**REQUEST:** Could you put every line of the data below into a Markdown table, with the row number under "Row" and the line itself under "Line," leaving out blank lines?

**LISTED ENTRIES:**

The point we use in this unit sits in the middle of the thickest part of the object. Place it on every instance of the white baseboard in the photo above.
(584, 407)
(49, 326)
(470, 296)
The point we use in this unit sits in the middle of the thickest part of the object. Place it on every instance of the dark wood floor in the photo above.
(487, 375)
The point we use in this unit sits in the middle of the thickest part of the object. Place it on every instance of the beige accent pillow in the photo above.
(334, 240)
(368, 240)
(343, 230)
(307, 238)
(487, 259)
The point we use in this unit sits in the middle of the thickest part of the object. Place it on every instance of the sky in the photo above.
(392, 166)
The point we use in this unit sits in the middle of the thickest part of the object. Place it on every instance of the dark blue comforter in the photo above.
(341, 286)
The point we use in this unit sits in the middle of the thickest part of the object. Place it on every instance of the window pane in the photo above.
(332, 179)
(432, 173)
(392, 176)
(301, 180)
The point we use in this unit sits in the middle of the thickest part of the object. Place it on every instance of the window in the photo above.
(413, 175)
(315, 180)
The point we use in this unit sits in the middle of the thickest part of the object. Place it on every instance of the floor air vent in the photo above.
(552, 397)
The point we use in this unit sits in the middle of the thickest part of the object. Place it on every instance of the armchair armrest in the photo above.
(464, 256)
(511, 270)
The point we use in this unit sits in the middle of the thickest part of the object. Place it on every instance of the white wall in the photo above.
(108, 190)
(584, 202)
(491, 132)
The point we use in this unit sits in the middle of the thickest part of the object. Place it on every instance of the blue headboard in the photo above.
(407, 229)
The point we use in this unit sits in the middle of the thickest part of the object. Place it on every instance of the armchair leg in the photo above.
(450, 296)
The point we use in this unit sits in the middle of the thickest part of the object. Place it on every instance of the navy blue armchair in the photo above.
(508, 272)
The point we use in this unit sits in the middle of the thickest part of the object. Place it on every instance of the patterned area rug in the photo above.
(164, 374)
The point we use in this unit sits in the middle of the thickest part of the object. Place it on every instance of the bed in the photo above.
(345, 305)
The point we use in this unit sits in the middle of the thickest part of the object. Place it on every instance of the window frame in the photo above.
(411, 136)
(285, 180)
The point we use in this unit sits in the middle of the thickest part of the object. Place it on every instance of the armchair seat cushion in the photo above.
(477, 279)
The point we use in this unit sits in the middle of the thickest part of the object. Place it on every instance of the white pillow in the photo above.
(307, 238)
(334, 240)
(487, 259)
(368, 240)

**FINISHED TASK:**
| Row | Line |
|---|---|
| 1 | The point we use in this unit sits in the middle of the thickest part of the object. Place it on every instance of the white baseboard in the photo above. |
| 2 | (584, 407) |
| 3 | (49, 326) |
| 4 | (470, 296) |
| 5 | The point we use in this unit sits in the middle of the thickest part of the object. Place it on every instance of the dark wood floor in the photo above. |
| 6 | (487, 375) |
| 7 | The point we use in this unit sits in the middle of the thickest part of the object. Place it on every instance of the beige accent pillow in the photo above. |
| 8 | (334, 240) |
| 9 | (368, 240) |
| 10 | (343, 230) |
| 11 | (307, 238) |
| 12 | (487, 259) |
| 13 | The point we use in this unit sits in the middle of the thickest part of the object. Place it on every instance of the sky in the photo above. |
| 14 | (392, 166) |
| 15 | The point we use in this unit sits in the middle of the thickest part of the object. Place it on every instance of the dark blue comforter in the photo above. |
| 16 | (341, 286) |
| 17 | The point we use in this unit sits in the middle of the thickest part of the object. Place it on every instance of the window pane in the photo above. |
| 18 | (332, 179) |
| 19 | (432, 173) |
| 20 | (392, 176) |
| 21 | (301, 180) |
| 22 | The point we use in this unit sits in the middle of the thickest part of the object. Place it on every instance of the window in the photo above. |
| 23 | (413, 175) |
| 24 | (315, 180) |
| 25 | The point we use in this unit sits in the middle of the thickest part of the object. Place it on every instance of the floor air vent in the photo above. |
| 26 | (552, 397) |
| 27 | The point we use in this unit sits in the middle of the thickest part of the object. Place it on every instance of the armchair armrest in the photo above. |
| 28 | (464, 256) |
| 29 | (511, 270) |
| 30 | The point we use in this unit sits in the middle of the thickest part of the object. Place it on every instance of the white wall in the photo above. |
| 31 | (108, 190) |
| 32 | (584, 202) |
| 33 | (491, 132) |
| 34 | The point we use in this unit sits in the middle of the thickest part of the object. Place it on every instance of the blue headboard in the photo above. |
| 35 | (407, 229) |
| 36 | The point we use in this unit sits in the middle of the thickest part of the object. Place it on every instance of the armchair leg in the photo above. |
| 37 | (450, 296) |
| 38 | The point we use in this unit sits in the middle of the thickest part of the object. Place it on every instance of the navy blue armchair in the photo above. |
| 39 | (508, 272) |
| 40 | The point we use in this unit sits in the middle of the thickest part of the object. Place it on every instance of the patterned area rug in the photo above. |
| 41 | (164, 374) |
| 42 | The point we use in this unit sits in the middle of the thickest part of the object. Place it on every instance of the bed in the photo above. |
| 43 | (345, 305) |
| 44 | The point we use in this unit sits in the middle of the thickest part of the object. Place it on every instance of the window frame in the photo above. |
| 45 | (411, 136) |
| 46 | (285, 180) |
| 47 | The point we use in this unit sits in the middle of the thickest part of the object. Place it on every instance of the armchair seat cushion in the photo above. |
| 48 | (477, 279) |
| 49 | The point we use in this unit sits in the middle of the thickest part of the object. Place it on every instance of the white pillow in the photo above. |
| 50 | (307, 238) |
| 51 | (334, 240) |
| 52 | (487, 259) |
| 53 | (368, 240) |